▶ **Source text**

"""

Most crawlers aim to follow the same rules as the search engine spiders, and this includes adhering to the directions in the robots.txt file.

Therefore, if your site is set to show the following, it will not crawl beyond the first page:

useragenty

This often happens in the case of crawling a staging environment before it goes live.

You will see that the crawl returns 1 URL that is shown in the Disallowed URLs report.
 

Correcting the Issue with Lumar

Using the ‘Advanced Settings’ at the bottom of Step 4 in the crawl setup, it is possible to overwrite the robots.txt file, and allow Lumar access to blocked URLs.

By adding in the following settings, Lumar will then follow the rules set out in this section – as opposed to the live file:

How to fix failed crawls in Lumar - Robots.txt file
 

JavaScript or iFrame Links

When crawling pages on a website, the crawler will either begin the crawl from the base domain, or from the URLs entered in the Start URLs setting. If no links are encountered on the first page it reaches, then the crawl will not be able to continue.

"""

▶ **Set tasks**
A. Answer these from the text on Lumar crawls above, one line each:
(i) Where in the crawl setup are the 'Advanced Settings' located?
(ii) In which report is the single URL returned by the crawl shown?
(iii) What happens to the crawl if no links are found on the first page it reaches?
B. Retype the part of the text on Lumar crawls starting with "When crawling pages" and going on through "able to continue.".

▶ **Record set**
"""

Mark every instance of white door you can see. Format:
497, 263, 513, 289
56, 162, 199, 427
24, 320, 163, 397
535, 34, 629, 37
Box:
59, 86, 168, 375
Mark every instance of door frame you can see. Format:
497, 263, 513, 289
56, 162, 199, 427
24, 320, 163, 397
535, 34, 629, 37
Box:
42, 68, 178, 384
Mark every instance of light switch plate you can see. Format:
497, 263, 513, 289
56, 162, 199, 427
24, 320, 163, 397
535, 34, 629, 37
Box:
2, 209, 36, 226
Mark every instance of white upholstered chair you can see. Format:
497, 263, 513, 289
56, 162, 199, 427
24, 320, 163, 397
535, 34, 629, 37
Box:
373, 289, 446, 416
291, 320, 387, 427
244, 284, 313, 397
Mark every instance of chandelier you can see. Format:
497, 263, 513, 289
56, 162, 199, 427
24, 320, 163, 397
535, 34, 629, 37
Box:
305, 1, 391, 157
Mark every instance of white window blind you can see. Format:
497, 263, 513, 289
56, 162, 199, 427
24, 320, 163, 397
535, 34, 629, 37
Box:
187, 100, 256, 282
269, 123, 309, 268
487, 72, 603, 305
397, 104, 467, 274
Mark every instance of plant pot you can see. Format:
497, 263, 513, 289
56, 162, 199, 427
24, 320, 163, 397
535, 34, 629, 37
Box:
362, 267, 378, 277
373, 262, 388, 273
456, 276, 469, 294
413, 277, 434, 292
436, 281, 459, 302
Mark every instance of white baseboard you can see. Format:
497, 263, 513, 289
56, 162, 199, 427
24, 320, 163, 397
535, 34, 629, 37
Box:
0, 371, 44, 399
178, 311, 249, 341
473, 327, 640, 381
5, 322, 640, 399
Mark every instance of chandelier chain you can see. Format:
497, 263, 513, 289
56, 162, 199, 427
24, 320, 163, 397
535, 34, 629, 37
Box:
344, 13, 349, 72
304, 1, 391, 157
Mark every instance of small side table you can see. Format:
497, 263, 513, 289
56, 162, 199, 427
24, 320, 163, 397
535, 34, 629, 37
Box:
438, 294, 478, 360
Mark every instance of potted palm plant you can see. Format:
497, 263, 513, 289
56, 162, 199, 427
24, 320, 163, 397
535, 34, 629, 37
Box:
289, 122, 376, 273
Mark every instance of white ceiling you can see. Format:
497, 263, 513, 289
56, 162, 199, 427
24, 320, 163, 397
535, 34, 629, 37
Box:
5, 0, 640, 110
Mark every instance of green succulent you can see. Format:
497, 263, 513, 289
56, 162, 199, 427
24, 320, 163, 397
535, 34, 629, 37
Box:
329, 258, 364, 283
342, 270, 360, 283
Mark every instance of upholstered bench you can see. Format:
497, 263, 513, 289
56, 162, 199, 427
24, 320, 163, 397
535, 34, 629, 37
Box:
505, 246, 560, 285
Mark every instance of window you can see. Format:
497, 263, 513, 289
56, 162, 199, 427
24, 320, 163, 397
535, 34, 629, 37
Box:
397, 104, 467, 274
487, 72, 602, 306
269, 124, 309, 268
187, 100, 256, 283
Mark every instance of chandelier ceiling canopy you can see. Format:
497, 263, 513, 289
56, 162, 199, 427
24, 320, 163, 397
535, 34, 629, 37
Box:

"""

▶ **Response list**
A.
(i) At the bottom of Step 4.
(ii) The Disallowed URLs report.
(iii) The crawl will not be able to continue.

B.
When crawling pages on a website, the crawler will either begin the crawl from the base domain, or from the URLs entered in the Start URLs setting. If no links are encountered on the first page it reaches, then the crawl will not be able to continue.